■ **ASSIGNMENT**
In the letter on self care, what two small acts are named as self care on the hard days?

Letter 58

March 11, 2021

On self care

Not to be dramatic but sometimes existing in this world is hard. Like, the idea of getting out of bed and sitting at my desk for several hours a day, or cooking a meal for myself and then washing all the dishes, or even just taking a shower and washing my face—sometimes it’s just too much. Sometimes it feels like the best I can do is lay on the couch in yesterday’s t-shirt and eat a bowl of cereal and play video games. And that’s cool! I am trying to be a lot more forgiving with myself on those days. But I am also trying to take better care of myself, to at least do the bare minimum. Yes, sure, sheet masks and bubble baths are self care. But so is brushing your teeth and taking a big gulp of water on the hard days. So is cleaning off a tiny area of your desk so you feel a little less stressed while you’re working. (And so is knowing when to stop pushing yourself and just lay down on the couch for a little bit.)

■ **EXCERPTED RECORDS**

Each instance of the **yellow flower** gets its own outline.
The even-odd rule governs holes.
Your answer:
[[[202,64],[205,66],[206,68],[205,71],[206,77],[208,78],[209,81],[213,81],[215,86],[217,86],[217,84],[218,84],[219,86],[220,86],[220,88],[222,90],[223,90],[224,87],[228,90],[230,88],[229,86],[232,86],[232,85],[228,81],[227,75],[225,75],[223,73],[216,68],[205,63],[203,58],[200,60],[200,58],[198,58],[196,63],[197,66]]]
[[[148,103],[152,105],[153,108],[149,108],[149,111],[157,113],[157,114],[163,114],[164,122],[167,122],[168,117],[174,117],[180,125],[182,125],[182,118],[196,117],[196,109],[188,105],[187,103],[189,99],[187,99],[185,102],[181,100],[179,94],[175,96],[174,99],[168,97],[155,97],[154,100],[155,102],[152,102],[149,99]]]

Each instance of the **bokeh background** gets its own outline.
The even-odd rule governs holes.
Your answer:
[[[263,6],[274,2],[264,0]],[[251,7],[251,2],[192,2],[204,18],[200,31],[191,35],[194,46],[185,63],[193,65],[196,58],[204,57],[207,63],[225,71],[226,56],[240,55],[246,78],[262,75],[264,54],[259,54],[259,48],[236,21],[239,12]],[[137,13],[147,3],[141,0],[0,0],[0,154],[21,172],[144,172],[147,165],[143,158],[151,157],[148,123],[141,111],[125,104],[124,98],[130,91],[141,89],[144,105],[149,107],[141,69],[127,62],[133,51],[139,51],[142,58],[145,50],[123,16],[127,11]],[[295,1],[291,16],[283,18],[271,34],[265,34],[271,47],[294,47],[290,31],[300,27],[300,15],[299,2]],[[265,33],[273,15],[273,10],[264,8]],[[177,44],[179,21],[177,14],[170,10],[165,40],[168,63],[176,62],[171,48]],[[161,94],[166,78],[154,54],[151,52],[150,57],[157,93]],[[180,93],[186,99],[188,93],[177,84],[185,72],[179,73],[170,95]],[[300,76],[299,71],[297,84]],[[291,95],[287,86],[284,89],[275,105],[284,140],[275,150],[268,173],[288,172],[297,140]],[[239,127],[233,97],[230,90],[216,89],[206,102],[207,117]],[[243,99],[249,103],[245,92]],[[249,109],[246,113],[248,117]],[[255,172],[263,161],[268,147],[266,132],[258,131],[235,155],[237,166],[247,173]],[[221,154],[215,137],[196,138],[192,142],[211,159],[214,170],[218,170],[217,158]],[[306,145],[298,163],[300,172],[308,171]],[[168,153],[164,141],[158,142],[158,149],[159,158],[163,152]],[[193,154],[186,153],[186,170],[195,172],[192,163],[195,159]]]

■ **SOLUTION TO THE EXERCISE**
Brushing your teeth and taking a big gulp of water.